**Goal:** Arrange every line of the listing below as a Markdown table with two columns, Row for the row number and Line for the line itself, and leave out blank lines. Omit the pictures from your answer.

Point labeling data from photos
-- -- --
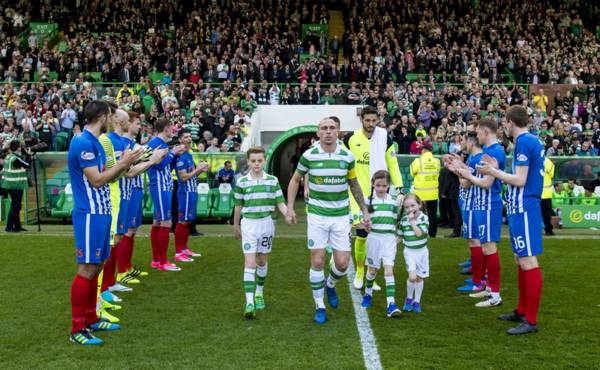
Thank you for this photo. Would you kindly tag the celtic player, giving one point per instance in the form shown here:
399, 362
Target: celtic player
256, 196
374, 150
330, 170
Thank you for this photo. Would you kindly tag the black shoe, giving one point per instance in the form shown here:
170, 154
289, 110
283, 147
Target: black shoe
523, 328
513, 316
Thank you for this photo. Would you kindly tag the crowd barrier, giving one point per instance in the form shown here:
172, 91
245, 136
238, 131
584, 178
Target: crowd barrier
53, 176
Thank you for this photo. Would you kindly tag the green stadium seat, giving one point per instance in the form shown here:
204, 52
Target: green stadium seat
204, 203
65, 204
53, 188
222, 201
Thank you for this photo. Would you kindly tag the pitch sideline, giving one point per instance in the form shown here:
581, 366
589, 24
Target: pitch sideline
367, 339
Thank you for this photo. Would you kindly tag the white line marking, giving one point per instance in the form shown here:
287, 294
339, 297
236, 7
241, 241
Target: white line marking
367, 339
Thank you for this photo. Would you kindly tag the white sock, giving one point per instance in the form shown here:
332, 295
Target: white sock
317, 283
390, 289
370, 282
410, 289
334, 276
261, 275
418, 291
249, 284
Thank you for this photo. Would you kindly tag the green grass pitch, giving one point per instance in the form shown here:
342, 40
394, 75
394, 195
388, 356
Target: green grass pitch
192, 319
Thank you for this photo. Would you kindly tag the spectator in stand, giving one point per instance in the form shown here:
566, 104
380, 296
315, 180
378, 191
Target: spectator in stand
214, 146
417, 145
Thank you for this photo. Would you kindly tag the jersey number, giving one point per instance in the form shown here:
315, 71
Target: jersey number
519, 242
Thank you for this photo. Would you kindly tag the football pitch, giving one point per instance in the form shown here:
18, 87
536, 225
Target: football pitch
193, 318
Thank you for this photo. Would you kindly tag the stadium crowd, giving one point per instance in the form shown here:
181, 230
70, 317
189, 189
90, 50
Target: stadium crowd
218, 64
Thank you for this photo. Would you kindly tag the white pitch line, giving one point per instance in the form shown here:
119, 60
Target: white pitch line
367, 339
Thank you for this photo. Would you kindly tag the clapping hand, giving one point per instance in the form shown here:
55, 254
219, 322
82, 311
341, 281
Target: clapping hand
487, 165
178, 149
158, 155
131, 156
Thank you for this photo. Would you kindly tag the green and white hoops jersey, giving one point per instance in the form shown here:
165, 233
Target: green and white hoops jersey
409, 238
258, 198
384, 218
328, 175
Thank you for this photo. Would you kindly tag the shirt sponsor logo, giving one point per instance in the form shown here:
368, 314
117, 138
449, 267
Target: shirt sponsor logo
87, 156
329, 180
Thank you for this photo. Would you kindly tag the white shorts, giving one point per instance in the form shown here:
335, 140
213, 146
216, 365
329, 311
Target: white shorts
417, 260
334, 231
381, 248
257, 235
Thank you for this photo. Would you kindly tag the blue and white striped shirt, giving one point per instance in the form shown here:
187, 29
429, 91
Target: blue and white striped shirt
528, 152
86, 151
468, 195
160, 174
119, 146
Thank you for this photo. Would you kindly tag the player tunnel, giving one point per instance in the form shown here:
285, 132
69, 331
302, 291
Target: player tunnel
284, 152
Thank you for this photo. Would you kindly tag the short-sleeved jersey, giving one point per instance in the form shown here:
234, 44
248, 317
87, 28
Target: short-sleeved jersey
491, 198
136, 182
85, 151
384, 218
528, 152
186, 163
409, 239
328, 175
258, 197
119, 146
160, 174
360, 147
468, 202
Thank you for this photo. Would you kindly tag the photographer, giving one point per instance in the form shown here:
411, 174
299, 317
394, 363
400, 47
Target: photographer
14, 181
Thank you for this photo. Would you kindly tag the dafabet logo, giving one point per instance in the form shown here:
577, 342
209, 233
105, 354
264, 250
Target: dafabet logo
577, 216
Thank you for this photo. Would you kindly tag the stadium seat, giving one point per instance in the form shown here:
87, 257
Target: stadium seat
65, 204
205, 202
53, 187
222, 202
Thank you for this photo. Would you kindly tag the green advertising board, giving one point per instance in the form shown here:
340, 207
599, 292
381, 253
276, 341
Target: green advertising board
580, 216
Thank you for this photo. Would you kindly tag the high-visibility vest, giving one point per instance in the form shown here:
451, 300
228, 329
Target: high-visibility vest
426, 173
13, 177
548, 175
-- -- --
**Expected output:**
| Row | Line |
|---|---|
| 1 | Thank you for this photo. Would you kindly tag the celtic player, giving one point per instance in the form shown here: |
| 2 | 399, 362 |
| 3 | Target: celtic player |
| 4 | 256, 196 |
| 5 | 374, 150 |
| 6 | 330, 170 |
| 7 | Thank you for this photo. Would you kindly tag the black shoe, giving one point per instance in the form shown here: |
| 8 | 170, 154 |
| 9 | 289, 110 |
| 10 | 283, 147 |
| 11 | Target: black shoe |
| 12 | 523, 328 |
| 13 | 513, 316 |
| 14 | Thank you for this photo. Would you kindly tag the crowd barrier, giving one point per instance in the form shown here: |
| 15 | 172, 91 |
| 16 | 245, 136 |
| 17 | 238, 131 |
| 18 | 584, 178 |
| 19 | Target: crowd barrier |
| 20 | 53, 176 |
| 21 | Thank you for this photo. Would you kindly tag the green stadium seat, giving one point per instance in the form shown here: |
| 22 | 204, 52 |
| 23 | Target: green stadium seat |
| 24 | 204, 203 |
| 25 | 65, 204 |
| 26 | 53, 188 |
| 27 | 222, 201 |
| 28 | Thank you for this photo. Would you kindly tag the pitch sideline, giving one point per instance in the form shown here: |
| 29 | 581, 366 |
| 30 | 589, 24 |
| 31 | Target: pitch sideline |
| 32 | 367, 339 |
| 33 | Thank you for this photo. Would you kindly tag the white line marking, giving one point per instance in the form shown here: |
| 34 | 287, 294 |
| 35 | 339, 297 |
| 36 | 236, 7 |
| 37 | 241, 241 |
| 38 | Target: white line marking |
| 39 | 367, 339 |
| 40 | Thank you for this photo. Would you kindly tag the white sock, giving one point per instance in the form shown here: |
| 41 | 332, 295 |
| 42 | Target: white sock |
| 43 | 317, 283 |
| 44 | 390, 289 |
| 45 | 370, 282 |
| 46 | 410, 289 |
| 47 | 334, 276 |
| 48 | 261, 275 |
| 49 | 418, 291 |
| 50 | 249, 284 |
| 51 | Thank you for this photo. Would you kindly tag the green grass pitch, giving one point per instance in the form shown here: |
| 52 | 342, 40 |
| 53 | 394, 75 |
| 54 | 394, 195 |
| 55 | 388, 356 |
| 56 | Target: green grass pitch |
| 57 | 192, 319 |
| 58 | Thank you for this photo. Would you kindly tag the spectator in stand, giving one point per instance in the form shown here: |
| 59 | 566, 104 |
| 60 | 380, 296 |
| 61 | 315, 180 |
| 62 | 378, 191 |
| 63 | Target: spectator in stand |
| 64 | 214, 146 |
| 65 | 417, 145 |
| 66 | Thank you for this photo. Would you kindly tag the jersey number, giving one point per instance in the form shown here: |
| 67 | 315, 71 |
| 68 | Target: jersey number |
| 69 | 519, 242 |
| 70 | Thank you for this photo. Would you kindly tag the football pitch, giving one point per instance in the form shown here: |
| 71 | 18, 87 |
| 72 | 536, 225 |
| 73 | Target: football pitch |
| 74 | 193, 318 |
| 75 | Thank you for this photo. Would you kindly tag the stadium crowd, giving one point per instance in the form shown here: |
| 76 | 181, 230 |
| 77 | 70, 317 |
| 78 | 189, 189 |
| 79 | 90, 50 |
| 80 | Target: stadium crowd |
| 81 | 218, 64 |
| 82 | Thank you for this photo. Would you kindly tag the white pitch line, giving one point per instance in the form shown here: |
| 83 | 119, 60 |
| 84 | Target: white pitch line |
| 85 | 367, 339 |
| 86 | Thank you for this photo. Would you kindly tag the clapping hand, giving one point per instance in the form shown here: |
| 87 | 55, 254 |
| 88 | 219, 322 |
| 89 | 82, 311 |
| 90 | 341, 281 |
| 91 | Target: clapping hand |
| 92 | 487, 165 |
| 93 | 178, 149 |
| 94 | 158, 155 |
| 95 | 131, 156 |
| 96 | Thank you for this photo. Would you kindly tag the green and white hoops jersey, giving one point per instance in the form shown here: |
| 97 | 165, 233 |
| 98 | Target: green and white hoops jersey |
| 99 | 409, 238 |
| 100 | 258, 198 |
| 101 | 384, 218 |
| 102 | 328, 175 |
| 103 | Thank you for this photo. Would you kindly tag the shirt sponsor logo, giving one point per instance in the form shown here: |
| 104 | 368, 314 |
| 105 | 117, 138 |
| 106 | 449, 267 |
| 107 | Target: shirt sponsor logo |
| 108 | 87, 156 |
| 109 | 329, 180 |
| 110 | Thank you for this photo. Would you kindly tag the white shorts, giving one point per instance in the form shown here: |
| 111 | 335, 140 |
| 112 | 213, 146 |
| 113 | 216, 365 |
| 114 | 329, 311 |
| 115 | Target: white shorts |
| 116 | 417, 260 |
| 117 | 334, 231 |
| 118 | 381, 248 |
| 119 | 257, 235 |
| 120 | Thank you for this photo. Would you kindly tag the blue and white striped shirt, giving one point per instance in the form shown here: |
| 121 | 187, 29 |
| 122 | 429, 91 |
| 123 | Target: blue and white striped shirt |
| 124 | 528, 152 |
| 125 | 86, 151 |
| 126 | 468, 195 |
| 127 | 160, 174 |
| 128 | 119, 146 |
| 129 | Thank you for this photo. Would you kindly tag the player tunnel, giving one point per instance in the form shown here: |
| 130 | 285, 132 |
| 131 | 69, 331 |
| 132 | 302, 291 |
| 133 | Target: player tunnel |
| 134 | 284, 152 |
| 135 | Thank you for this photo. Would you kindly tag the short-sleeved jersey, giving one point per instance in the form shown here: |
| 136 | 234, 44 |
| 137 | 248, 317 |
| 138 | 87, 28 |
| 139 | Target: short-sleeved jersey |
| 140 | 491, 198 |
| 141 | 136, 182 |
| 142 | 85, 151 |
| 143 | 384, 218 |
| 144 | 528, 152 |
| 145 | 186, 163 |
| 146 | 409, 239 |
| 147 | 328, 175 |
| 148 | 258, 197 |
| 149 | 119, 146 |
| 150 | 160, 174 |
| 151 | 360, 147 |
| 152 | 468, 202 |
| 153 | Thank you for this photo. Would you kindly tag the photographer, giving one point per instance in the form shown here: |
| 154 | 411, 174 |
| 155 | 299, 317 |
| 156 | 394, 363 |
| 157 | 400, 47 |
| 158 | Target: photographer |
| 159 | 14, 181 |
| 160 | Thank you for this photo. Would you kindly tag the dafabet logo, giving one point per instance in the form shown here: |
| 161 | 577, 342 |
| 162 | 209, 233 |
| 163 | 105, 354 |
| 164 | 264, 250 |
| 165 | Target: dafabet logo |
| 166 | 577, 216 |
| 167 | Thank you for this photo. Would you kindly tag the stadium seat, giving one point per instance in the form shown here: |
| 168 | 87, 257 |
| 169 | Target: stadium seat |
| 170 | 65, 204 |
| 171 | 205, 202 |
| 172 | 53, 187 |
| 173 | 222, 202 |
| 174 | Thank you for this photo. Would you kindly tag the green advertising board, giving one point per instance in the form shown here: |
| 175 | 340, 207 |
| 176 | 599, 292 |
| 177 | 381, 253 |
| 178 | 276, 341 |
| 179 | Target: green advertising board |
| 180 | 580, 216 |
| 181 | Thank you for this photo. Would you kindly tag the high-visibility vest, giving one point per instance in the form shown here: |
| 182 | 451, 300 |
| 183 | 228, 329 |
| 184 | Target: high-visibility vest |
| 185 | 426, 173 |
| 186 | 13, 177 |
| 187 | 548, 175 |